Short problem 1 = Reproduce word for word everything in the HR21 wireless thread below, from "Since you already" down to "of a gaming adapter.".

====

# best wireless WIFI for my HR21



## veener88 (Mar 22, 2005)

I just got my HR21 after having a old Tivo version SD receiver. The like the on demand and and I think the more I have it the more I will use it. The only issue is my wired setup at home. Right now I have 3 PC's and a printer taking up all my ports. I have 2 laptops, Xbox 360, and Zune on wifi. I would like to get my HR21 over to wireless too. Right now the PC we do not use much I am swapping out the wires on the router between it and the HR21. 

I just see such a huge cost in some wifi adaptors and most are USB and not a cat5 hook up. I am wondering what adaptor would be best for my DVR? 

Thanks


----------



## Gunnyman (Jul 10, 2003)

I may be wrong, but there isn't ANY wifi available on the HR2x series.


----------



## veener88 (Mar 22, 2005)

I thought you could use the adaptors that were used on the old Xbox's and PS2.


----------



## Gunnyman (Jul 10, 2003)

ok those are wireless game adapters, right? RJ45 dongles with a built in bridge?
I was thinking along the lines of Wireless G USB adapters like you would use on a TiVo.
Carry on


----------



## veener88 (Mar 22, 2005)

Yea those. I like the idea of having one just the cost seems high though.


----------



## David_NC (May 1, 2008)

Since you already have the wiring, you could just get another ethernet router and use it to expand the ports on your current router. 

Personally, I've got an older linksys wrt54g running dd-wrt, set up to run like a gaming adapter. Works well on a series 1 with a turbonet card. If you can find a wireless router that will run dd-wrt or a similar third-party software, you can save a bit over the cost of a gaming adapter.


----------



## TonyTheTiger (Dec 22, 2006)

Micro Center has a Game Point gaming adapter in their last flyer for $29.99, but I can't find it on the website. Maybe it was on clearance. I have one I paid a lot more for a couple years ago and it works fine for the HR2x. I have it connected to a switch and my XBox 360 with no problems. I do, however, have to connect it to a laptop and restore the settings whenever the power goes out.


----------



## stevel (Aug 23, 2000)

Recent firmware update for the HR2x makes it easy to configure the Linksys WGA600N without needing a PC. Of course, you can use any other "game adapter" or wireless bridge, but this usually requires a PC for configuration.


----------



## Martyp (Jan 6, 2004)

Just get a cheap belkin router and put it in bridge mode . Its what I did to feed my dvd player and the directv box  lot cheaper then the other options


----------



## veener88 (Mar 22, 2005)

Martyp said:


> Just get a cheap belkin router and put it in bridge mode . Its what I did to feed my dvd player and the directv box  lot cheaper then the other options


What model do you have? Know of a good DIY on how to set it up?

Thanks


----------



## sjberra (May 16, 2005)

You would be better off spending more and going full N for HD. depedning on what you want to spend, Netgear has a 2 set of access points that work pretty well


----------



## AVPhan (Oct 20, 2004)

I am using this, not cheap but works fine. Also that gives me extra ports for PS3.


----------



## sjberra (May 16, 2005)

AVPhan said:


> I am using this, not cheap but works fine. Also that gives me extra ports for PS3.


That unit is no longer available.


----------



## dilbert27 (Dec 1, 2006)

====

Short problem 2 = Pick out each line in the records that follows and contains the string "road", and copy those lines.

Raw records =
====

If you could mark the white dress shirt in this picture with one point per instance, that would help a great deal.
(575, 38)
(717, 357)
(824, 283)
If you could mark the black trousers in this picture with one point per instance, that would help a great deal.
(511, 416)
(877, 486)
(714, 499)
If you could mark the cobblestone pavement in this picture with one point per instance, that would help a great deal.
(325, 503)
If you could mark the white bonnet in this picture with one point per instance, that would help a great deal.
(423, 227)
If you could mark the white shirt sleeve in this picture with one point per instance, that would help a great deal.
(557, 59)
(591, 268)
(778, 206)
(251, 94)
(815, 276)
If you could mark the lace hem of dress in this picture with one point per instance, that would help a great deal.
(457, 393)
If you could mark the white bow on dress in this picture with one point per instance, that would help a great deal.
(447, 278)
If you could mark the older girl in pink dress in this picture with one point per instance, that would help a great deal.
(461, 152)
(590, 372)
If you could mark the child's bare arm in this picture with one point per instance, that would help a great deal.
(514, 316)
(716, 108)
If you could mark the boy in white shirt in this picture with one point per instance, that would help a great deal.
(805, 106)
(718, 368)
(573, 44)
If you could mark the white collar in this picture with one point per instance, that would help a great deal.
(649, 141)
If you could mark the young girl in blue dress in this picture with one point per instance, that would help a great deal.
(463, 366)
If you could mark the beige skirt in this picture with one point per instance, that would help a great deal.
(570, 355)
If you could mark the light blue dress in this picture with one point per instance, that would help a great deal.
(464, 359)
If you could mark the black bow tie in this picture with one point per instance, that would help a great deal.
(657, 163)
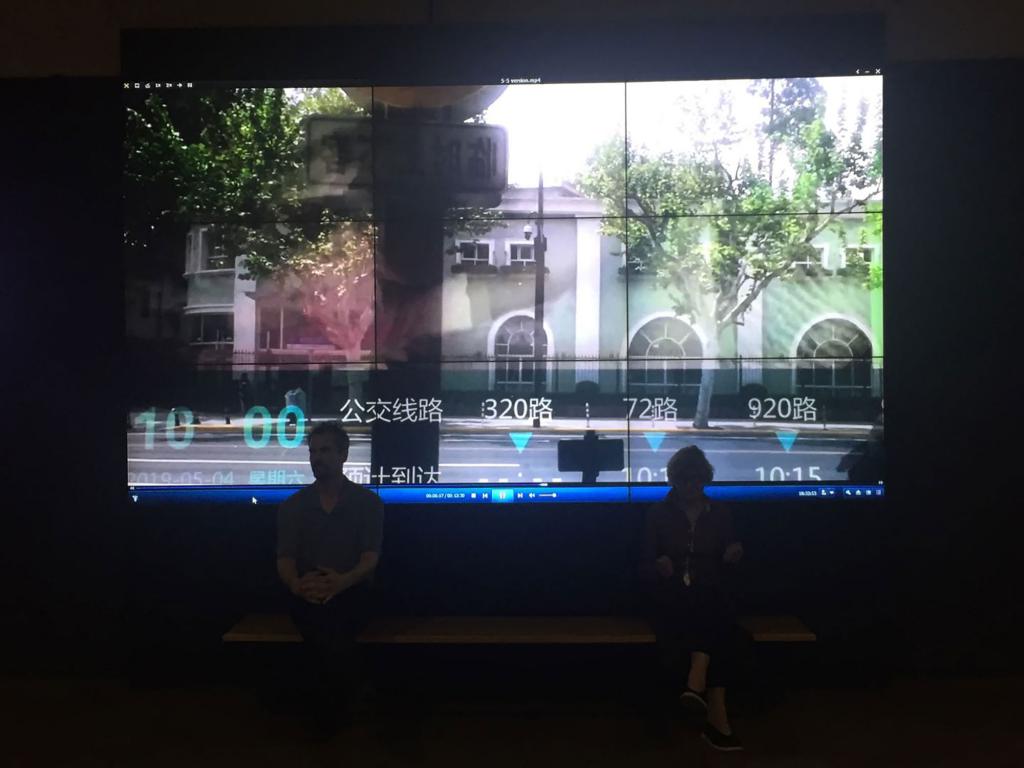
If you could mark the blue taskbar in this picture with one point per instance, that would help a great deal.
(558, 494)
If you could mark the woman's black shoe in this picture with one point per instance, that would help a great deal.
(719, 740)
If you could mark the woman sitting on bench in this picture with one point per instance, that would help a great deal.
(687, 539)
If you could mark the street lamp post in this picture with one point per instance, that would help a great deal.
(540, 247)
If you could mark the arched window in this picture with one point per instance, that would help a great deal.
(514, 359)
(835, 357)
(664, 352)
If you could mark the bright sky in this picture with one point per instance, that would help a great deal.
(556, 127)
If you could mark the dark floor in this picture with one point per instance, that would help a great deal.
(69, 722)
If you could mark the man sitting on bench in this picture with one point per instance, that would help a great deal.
(329, 540)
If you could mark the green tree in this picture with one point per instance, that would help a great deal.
(716, 230)
(235, 160)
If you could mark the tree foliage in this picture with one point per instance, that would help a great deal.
(716, 228)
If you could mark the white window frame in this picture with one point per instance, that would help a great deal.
(870, 253)
(821, 251)
(477, 241)
(195, 250)
(210, 313)
(509, 246)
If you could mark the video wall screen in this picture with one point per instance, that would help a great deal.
(523, 284)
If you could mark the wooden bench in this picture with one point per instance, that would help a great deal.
(278, 628)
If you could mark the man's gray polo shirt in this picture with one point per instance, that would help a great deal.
(334, 540)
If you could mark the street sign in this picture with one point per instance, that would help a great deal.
(357, 154)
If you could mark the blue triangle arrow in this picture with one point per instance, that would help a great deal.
(654, 439)
(520, 439)
(786, 438)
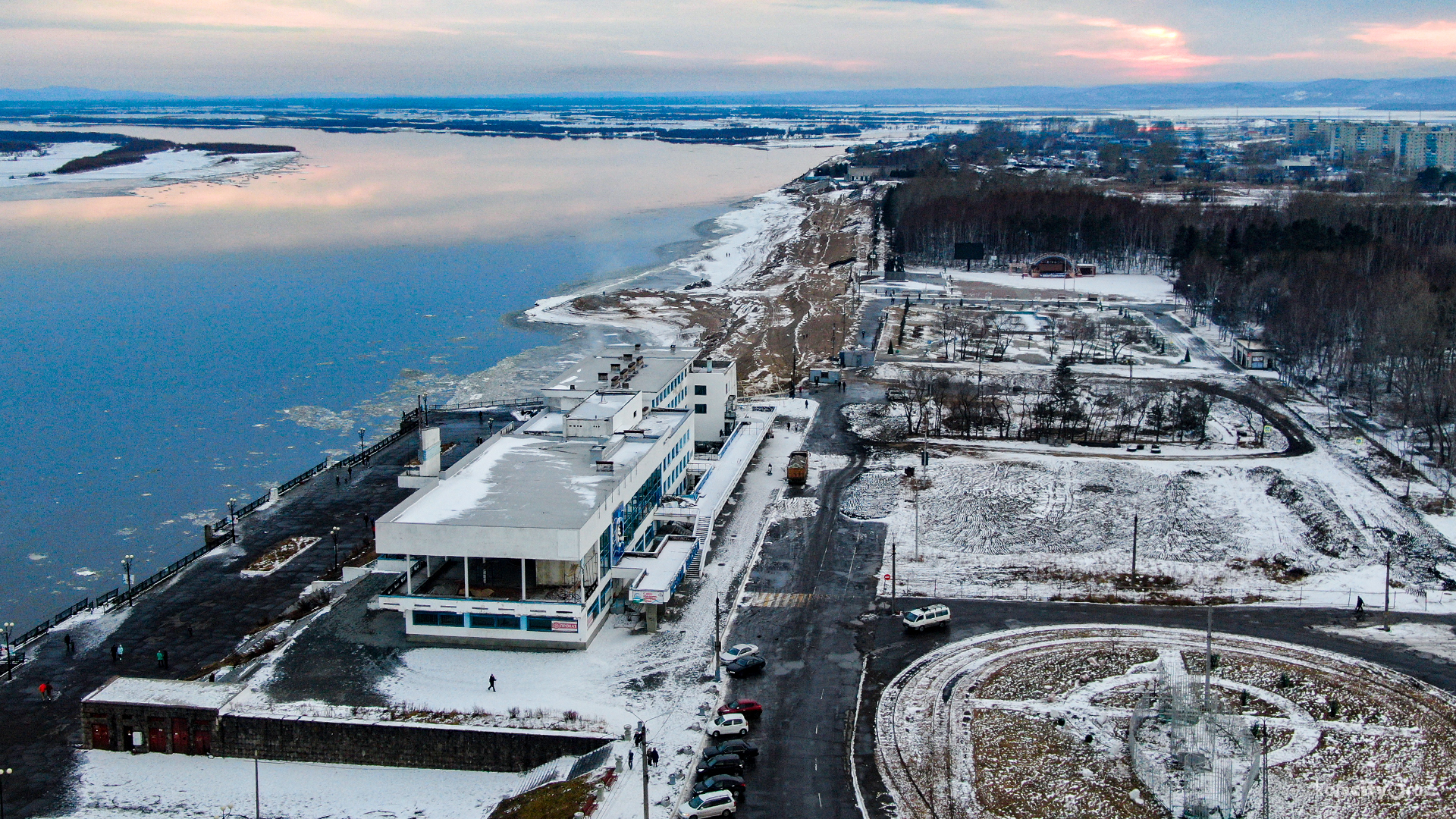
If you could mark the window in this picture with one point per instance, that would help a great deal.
(551, 624)
(495, 621)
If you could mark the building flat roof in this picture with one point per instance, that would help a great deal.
(168, 692)
(533, 482)
(601, 406)
(658, 366)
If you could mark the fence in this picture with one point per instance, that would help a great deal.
(46, 626)
(1401, 599)
(406, 425)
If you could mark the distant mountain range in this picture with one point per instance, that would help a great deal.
(1394, 93)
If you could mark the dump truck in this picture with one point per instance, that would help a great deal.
(799, 469)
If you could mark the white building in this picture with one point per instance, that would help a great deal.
(529, 538)
(667, 379)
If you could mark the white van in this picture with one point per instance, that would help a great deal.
(728, 725)
(928, 617)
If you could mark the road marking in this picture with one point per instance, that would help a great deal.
(780, 599)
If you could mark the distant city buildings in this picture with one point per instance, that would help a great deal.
(1410, 146)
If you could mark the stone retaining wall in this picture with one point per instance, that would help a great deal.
(403, 745)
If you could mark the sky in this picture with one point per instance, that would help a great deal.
(485, 47)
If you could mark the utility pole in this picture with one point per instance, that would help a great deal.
(3, 774)
(1264, 773)
(642, 730)
(126, 563)
(1386, 624)
(893, 575)
(1134, 548)
(1207, 661)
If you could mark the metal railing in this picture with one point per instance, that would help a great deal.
(49, 624)
(408, 423)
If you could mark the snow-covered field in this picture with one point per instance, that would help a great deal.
(164, 784)
(1308, 529)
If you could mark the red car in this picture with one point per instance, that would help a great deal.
(746, 707)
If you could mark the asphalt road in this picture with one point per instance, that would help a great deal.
(816, 651)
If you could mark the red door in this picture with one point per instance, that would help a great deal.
(180, 736)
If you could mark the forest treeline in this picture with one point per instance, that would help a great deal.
(1359, 292)
(134, 150)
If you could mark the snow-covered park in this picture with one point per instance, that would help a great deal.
(1131, 722)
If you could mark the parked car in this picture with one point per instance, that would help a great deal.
(728, 725)
(746, 667)
(723, 781)
(746, 707)
(734, 651)
(742, 748)
(723, 764)
(711, 803)
(928, 617)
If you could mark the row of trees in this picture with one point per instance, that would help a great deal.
(1357, 292)
(1030, 407)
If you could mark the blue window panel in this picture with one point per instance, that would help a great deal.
(495, 621)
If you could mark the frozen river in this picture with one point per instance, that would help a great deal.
(174, 347)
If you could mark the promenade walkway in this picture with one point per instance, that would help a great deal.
(197, 617)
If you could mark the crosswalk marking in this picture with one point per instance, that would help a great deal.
(780, 599)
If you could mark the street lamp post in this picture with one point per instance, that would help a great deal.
(126, 563)
(3, 774)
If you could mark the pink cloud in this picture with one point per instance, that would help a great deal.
(1150, 52)
(1433, 39)
(764, 60)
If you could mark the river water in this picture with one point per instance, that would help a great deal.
(190, 343)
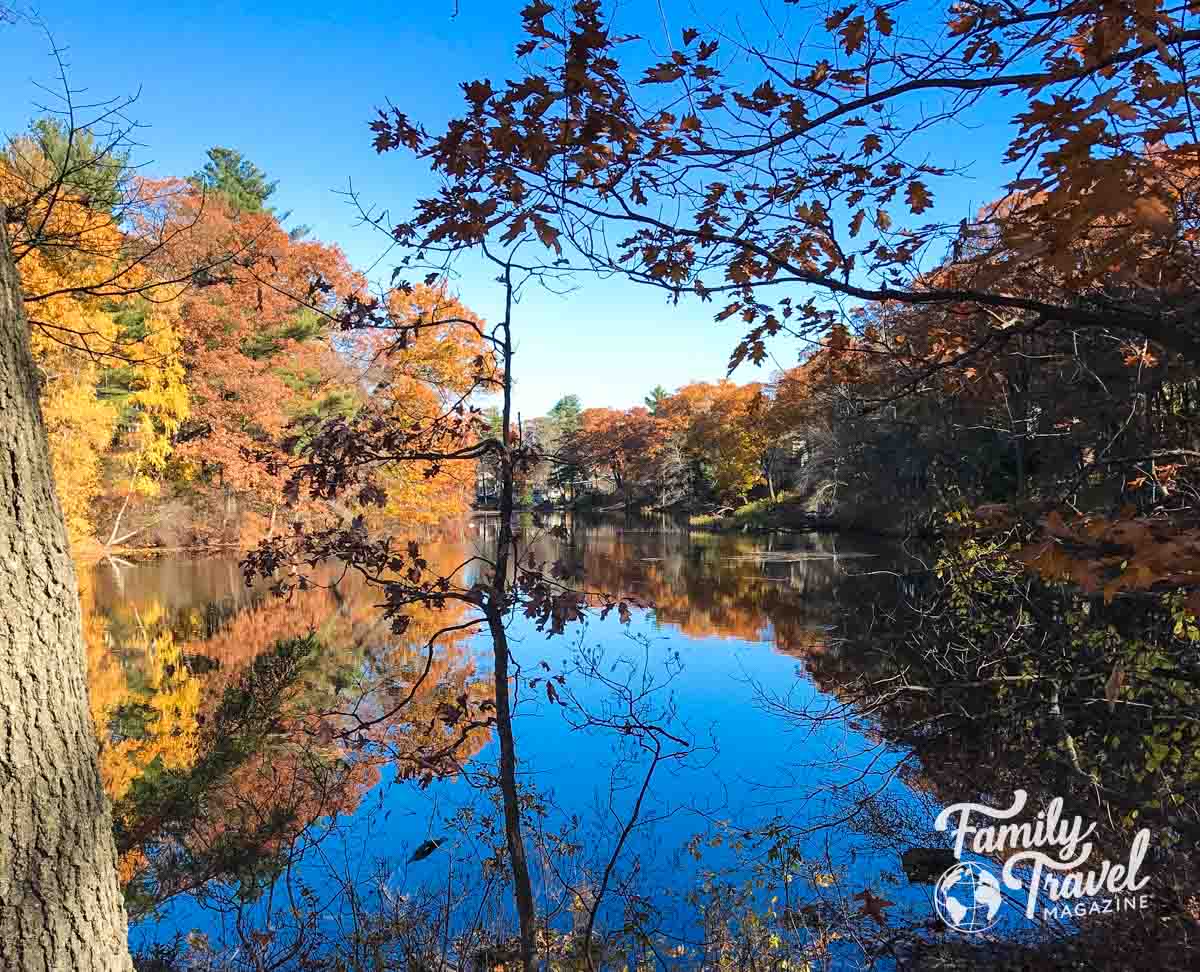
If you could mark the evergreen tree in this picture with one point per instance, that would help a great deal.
(234, 177)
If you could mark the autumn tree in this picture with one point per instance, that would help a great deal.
(1098, 179)
(59, 901)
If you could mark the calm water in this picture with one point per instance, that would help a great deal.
(737, 645)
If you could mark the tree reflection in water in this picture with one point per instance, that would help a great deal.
(235, 727)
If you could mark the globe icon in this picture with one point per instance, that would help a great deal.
(967, 898)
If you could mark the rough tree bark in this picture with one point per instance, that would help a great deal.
(60, 905)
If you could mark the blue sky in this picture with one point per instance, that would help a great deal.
(293, 87)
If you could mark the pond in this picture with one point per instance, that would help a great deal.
(696, 775)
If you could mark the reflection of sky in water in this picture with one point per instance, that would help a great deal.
(750, 763)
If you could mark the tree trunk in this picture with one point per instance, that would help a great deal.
(60, 906)
(496, 610)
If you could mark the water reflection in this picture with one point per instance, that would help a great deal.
(827, 699)
(231, 720)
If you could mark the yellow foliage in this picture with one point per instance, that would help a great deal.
(79, 427)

====

Result 1 =
Since you already have the wiring, you could just get another ethernet router and use it to expand the ports on your current router. 

Personally, I've got an older linksys wrt54g running dd-wrt, set up to run like a gaming adapter. Works well on a series 1 with a turbonet card. If you can find a wireless router that will run dd-wrt or a similar third-party software, you can save a bit over the cost of a gaming adapter.

Result 2 =
If you could mark the road marking in this picture with one point per instance, that would help a great deal.
If you could mark the asphalt road in this picture with one point per instance, that would help a great deal.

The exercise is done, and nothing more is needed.